● Problem A
Set down the passage of the Inspectus project description between "input_ids = tokenized['input_ids']" and "inspectus.attention(res['attentions'], tokens)", inclusive, keeping every character unchanged.
● Problem B
Resume the Inspectus project description, picking up right after its last line.

● Text shown
Skip to main content

Analytics for LLMs

Project description

PyPI - Python Version PyPI Status Twitter

Inspectus

Inspectus is a versatile visualization tool for machine learning. It runs smoothly in Jupyter notebooks via an easy-to-use Python API.

Content

Installation

pip install inspectus

Attention Visualization

Inspectus provides visualization tools for attention mechanisms in deep learning models. It provides a set of comprehensive views, making it easier to understand how these models work.

Preview

Attention visualization

Click a token to select it and deselect others. Clicking again will select all again. To change the state of only one token, do shift+click

Components

Attention Matrix: Visualizes the attention scores between tokens, highlighting how each token focuses on others during processing.

Query Token Heatmap: Shows the sum of attention scores between each query and selected key tokens

Key Token Heatmap: Shows the sum of attention scores between each key and selected query tokens

Dimension Heatmap: Shows the sum of attention scores for each item in dimensions (Layers and Heads) normalized over the dimension.

Usage

Import the library

import inspectus

Simple usage

# attn: Attention map; a 2-4D tensor or attention maps from Huggingface transformers
inspectus.attention(attn, tokens)

For different query and key tokens

inspectus.attention(attns, query_tokens, key_tokens)

For detailed API documentation, please refer to the official documentation.

Tutorials

Huggingface model

from transformers import AutoTokenizer, GPT2LMHeadModel, AutoConfig
import torch
import inspectus

# Initialize the tokenizer and model
context_length = 128
tokenizer = AutoTokenizer.from_pretrained("huggingface-course/code-search-net-tokenizer")

config = AutoConfig.from_pretrained(
    "gpt2",
    vocab_size=len(tokenizer),
    n_ctx=context_length,
    bos_token_id=tokenizer.bos_token_id,
    eos_token_id=tokenizer.eos_token_id,
)

model = GPT2LMHeadModel(config)

# Tokenize the input text
text= 'The quick brown fox jumps over the lazy dog'
tokenized = tokenizer(
    text,
    return_tensors='pt',
    return_offsets_mapping=True
)
input_ids = tokenized['input_ids']

tokens = [text[s: e] for s, e in tokenized['offset_mapping'][0]]

with torch.no_grad():
    res = model(input_ids=input_ids.to(model.device), output_attentions=True)

# Visualize the attention maps using the Inspectus library
inspectus.attention(res['attentions'], tokens)

Check out the notebook here: Huggingface Tutorial Open In Colab

Custom attention map

import numpy as np
import inspectus

# 2D attention representing attention values between Query and Key tokens
attn = np.random.rand(3, 3)

● Record excerpts

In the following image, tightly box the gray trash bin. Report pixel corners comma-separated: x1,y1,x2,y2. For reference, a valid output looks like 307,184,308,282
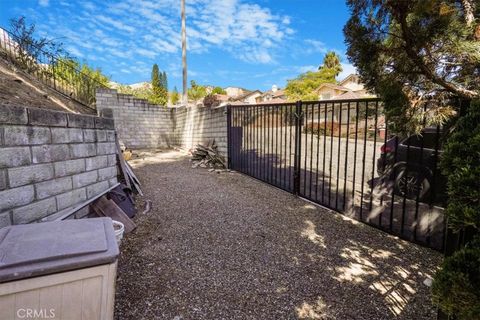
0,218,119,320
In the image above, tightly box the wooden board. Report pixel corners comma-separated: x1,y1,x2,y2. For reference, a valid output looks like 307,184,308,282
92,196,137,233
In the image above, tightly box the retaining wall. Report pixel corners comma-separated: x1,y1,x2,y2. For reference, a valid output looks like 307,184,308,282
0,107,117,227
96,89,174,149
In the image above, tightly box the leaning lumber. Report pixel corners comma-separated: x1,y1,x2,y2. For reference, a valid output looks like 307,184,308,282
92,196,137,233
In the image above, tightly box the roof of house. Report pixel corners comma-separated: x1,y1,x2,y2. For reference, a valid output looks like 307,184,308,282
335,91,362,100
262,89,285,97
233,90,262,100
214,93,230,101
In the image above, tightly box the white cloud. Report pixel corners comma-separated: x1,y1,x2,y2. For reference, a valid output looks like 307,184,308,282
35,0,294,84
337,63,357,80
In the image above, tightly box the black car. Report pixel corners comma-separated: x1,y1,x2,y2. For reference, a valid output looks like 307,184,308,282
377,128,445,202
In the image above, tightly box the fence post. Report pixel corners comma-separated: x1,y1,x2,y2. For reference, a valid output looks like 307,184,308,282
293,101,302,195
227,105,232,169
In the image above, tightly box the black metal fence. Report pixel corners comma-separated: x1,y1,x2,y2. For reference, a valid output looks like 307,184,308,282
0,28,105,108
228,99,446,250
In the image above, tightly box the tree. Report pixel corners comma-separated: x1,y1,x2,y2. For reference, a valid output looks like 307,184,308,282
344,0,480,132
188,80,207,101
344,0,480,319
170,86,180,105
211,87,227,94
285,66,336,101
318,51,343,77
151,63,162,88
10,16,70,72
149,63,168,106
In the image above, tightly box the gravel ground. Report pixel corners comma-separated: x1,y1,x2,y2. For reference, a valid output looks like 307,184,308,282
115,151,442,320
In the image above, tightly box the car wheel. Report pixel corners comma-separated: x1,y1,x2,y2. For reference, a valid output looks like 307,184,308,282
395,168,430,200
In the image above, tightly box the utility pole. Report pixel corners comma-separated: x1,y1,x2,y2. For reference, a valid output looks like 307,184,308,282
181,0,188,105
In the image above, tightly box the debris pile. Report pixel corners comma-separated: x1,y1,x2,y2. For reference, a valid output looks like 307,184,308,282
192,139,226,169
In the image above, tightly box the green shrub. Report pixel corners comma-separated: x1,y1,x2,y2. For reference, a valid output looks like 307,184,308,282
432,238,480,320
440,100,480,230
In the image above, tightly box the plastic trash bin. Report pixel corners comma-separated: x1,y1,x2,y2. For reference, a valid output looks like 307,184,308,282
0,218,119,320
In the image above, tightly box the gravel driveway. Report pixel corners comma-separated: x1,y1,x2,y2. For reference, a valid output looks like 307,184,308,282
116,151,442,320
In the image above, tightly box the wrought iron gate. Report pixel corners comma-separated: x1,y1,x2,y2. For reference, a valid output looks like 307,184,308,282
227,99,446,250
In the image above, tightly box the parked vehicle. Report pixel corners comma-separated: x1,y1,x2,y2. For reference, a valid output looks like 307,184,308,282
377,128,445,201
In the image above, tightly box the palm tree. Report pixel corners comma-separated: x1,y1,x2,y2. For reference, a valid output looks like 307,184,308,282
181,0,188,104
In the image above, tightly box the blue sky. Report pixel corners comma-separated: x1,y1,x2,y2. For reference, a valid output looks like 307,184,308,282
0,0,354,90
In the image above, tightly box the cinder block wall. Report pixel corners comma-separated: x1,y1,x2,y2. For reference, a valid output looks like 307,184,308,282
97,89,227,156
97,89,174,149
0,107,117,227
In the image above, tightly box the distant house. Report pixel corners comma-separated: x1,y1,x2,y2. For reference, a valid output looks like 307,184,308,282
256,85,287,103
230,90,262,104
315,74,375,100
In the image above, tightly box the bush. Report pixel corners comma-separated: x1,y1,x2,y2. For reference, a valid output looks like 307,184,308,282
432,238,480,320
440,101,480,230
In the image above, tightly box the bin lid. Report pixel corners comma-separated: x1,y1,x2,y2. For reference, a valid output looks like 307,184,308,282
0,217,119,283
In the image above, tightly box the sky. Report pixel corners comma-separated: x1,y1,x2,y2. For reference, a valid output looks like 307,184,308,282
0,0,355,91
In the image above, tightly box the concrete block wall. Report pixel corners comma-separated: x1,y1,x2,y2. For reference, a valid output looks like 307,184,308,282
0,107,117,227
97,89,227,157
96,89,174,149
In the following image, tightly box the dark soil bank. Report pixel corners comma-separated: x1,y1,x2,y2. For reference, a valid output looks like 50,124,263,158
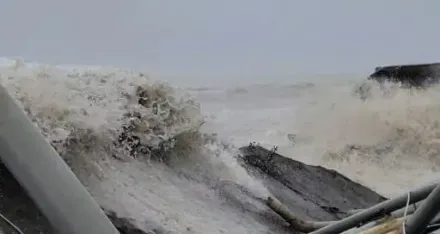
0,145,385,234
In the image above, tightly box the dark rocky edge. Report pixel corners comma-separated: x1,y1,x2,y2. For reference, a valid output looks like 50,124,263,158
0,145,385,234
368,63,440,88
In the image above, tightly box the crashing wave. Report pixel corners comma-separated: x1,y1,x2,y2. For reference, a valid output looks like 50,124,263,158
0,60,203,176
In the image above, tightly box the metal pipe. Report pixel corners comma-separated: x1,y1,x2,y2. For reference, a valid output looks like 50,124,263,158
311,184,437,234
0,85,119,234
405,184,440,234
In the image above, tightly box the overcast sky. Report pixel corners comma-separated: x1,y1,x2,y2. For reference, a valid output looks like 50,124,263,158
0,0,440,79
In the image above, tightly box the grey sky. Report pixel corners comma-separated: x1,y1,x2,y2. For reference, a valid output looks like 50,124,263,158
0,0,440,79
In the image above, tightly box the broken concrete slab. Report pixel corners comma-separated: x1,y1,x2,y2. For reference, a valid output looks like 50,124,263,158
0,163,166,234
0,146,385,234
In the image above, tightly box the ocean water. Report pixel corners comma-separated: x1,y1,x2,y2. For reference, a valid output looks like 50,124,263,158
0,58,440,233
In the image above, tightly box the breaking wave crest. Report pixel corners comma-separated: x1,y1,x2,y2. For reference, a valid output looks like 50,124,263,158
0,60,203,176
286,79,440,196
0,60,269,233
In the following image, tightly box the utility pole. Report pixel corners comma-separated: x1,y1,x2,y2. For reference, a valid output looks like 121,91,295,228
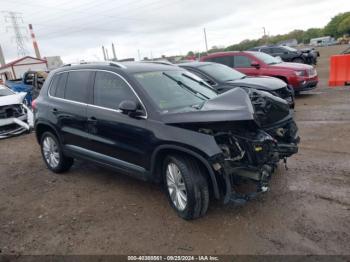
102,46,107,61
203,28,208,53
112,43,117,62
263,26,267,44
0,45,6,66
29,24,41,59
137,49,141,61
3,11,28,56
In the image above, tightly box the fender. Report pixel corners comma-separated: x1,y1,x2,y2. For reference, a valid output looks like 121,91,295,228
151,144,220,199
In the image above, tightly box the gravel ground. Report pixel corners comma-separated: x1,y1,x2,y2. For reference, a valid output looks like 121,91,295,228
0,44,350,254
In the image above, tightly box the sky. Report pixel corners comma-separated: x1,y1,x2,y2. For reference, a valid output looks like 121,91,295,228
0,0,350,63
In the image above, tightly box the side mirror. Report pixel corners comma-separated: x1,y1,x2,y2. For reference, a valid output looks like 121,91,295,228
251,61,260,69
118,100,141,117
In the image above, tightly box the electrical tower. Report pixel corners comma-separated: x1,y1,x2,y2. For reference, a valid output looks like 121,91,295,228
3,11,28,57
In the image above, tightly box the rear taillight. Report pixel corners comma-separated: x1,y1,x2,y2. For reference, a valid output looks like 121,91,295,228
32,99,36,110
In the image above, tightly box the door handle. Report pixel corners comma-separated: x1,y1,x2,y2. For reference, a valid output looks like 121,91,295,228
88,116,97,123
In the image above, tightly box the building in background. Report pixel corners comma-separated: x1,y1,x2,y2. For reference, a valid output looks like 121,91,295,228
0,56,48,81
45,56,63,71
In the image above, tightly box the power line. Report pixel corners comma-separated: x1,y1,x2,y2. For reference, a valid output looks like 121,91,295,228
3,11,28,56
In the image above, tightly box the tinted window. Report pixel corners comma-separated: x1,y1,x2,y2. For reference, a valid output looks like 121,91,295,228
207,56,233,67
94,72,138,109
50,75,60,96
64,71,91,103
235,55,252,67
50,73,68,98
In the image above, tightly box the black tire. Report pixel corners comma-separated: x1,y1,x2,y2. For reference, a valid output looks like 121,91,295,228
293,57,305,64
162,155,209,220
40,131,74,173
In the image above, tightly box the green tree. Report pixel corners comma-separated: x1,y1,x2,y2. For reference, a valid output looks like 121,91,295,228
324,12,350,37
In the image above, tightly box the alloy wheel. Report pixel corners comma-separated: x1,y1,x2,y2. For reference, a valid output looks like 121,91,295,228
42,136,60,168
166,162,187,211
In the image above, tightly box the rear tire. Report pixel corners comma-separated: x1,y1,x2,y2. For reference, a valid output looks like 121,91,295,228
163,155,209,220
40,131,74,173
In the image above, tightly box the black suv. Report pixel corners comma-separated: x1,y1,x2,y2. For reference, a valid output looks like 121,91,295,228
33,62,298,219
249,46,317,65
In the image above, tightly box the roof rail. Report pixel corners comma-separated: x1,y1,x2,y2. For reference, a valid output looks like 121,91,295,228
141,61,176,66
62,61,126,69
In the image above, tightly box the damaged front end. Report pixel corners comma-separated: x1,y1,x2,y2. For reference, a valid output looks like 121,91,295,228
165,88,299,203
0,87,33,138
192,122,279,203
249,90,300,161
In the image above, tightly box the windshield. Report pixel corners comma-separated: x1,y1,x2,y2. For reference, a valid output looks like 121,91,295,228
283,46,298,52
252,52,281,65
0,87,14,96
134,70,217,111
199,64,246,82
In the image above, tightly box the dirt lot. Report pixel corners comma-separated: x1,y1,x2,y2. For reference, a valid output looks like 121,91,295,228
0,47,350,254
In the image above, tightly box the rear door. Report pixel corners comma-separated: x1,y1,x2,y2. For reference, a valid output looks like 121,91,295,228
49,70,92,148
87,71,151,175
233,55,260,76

● Task response A
input_ids = tokenized['input_ids']

tokens = [text[s: e] for s, e in tokenized['offset_mapping'][0]]

with torch.no_grad():
    res = model(input_ids=input_ids.to(model.device), output_attentions=True)

# Visualize the attention maps using the Inspectus library
inspectus.attention(res['attentions'], tokens)

● Task response B
# Visualize the attention values using the Inspectus library
# The first argument is the attention matrix
# The second argument is the list of query tokens
# The third argument is the list of key tokens
inspectus.attention(arr, ['a', 'b', 'c'], ['d', 'e', 'f'])

Check out the notebook here: Custom attention map tutorial

Open In Colab

Token Visualization

This tool is used to visualize some metric related to tokens. This supports multiple metrics and the metric used for the visualization can be selected using the dropdown. Along with metrics, any aditional information can be added to tokens.

Preview

Token Visualization

Usage

import inspectus

inspectus.tokens(['hello', 'world'], np.random.rand(2))

Distribution Plot

The distribution plot is a plot that shows the distribution of a series of data. At each step, the distribution of the data is calculated and maximum of 5 bands are drawn from 9 basis points. (0, 6.68, 15.87, 30.85, 50.00, 69.15, 84.13, 93.32, 100.00)

Preview

Distribution Plot visualization

Usage

import inspectus

inspectus.distribution({'x': [x for x in range(0, 100)]})

To focus on parts of the plot and zoom in, the minimap can be used. To select a single plot, use the legend on the top right.

For comprehensive usage guide please check the notebook here: Distribution Plot Tutorial

Open In Colab

Sample Use case

This plot can be used to identify the existence of outliers in the data. Following notebooks demonstrate how to use the distribution plot to identify outliers in the MNIST training loss.

MNIST

Open In Colab

Setting up for Development

Development Docs

Citing

If you use Inspectus for academic research, please cite the library using the following BibTeX entry.

@misc{inspectus,
 author = {Varuna Jayasiri, Lakshith Nishshanke},
 title = {inspectus: A visualization and analytics tool for large language models},
 year = {2024},
 url = {https://github.com/labmlai/inspectus},
}

Project details


Download files

Download the file for your platform. If you're not sure which to choose, learn more about installing packages.

Source Distribution

inspectus-0.2.0.tar.gz (116.3 kB view details)

Uploaded Source

Built Distribution

If you're not sure about the file name format, learn more about wheel file names.

inspectus-0.2.0-py3-none-any.whl (117.2 kB view details)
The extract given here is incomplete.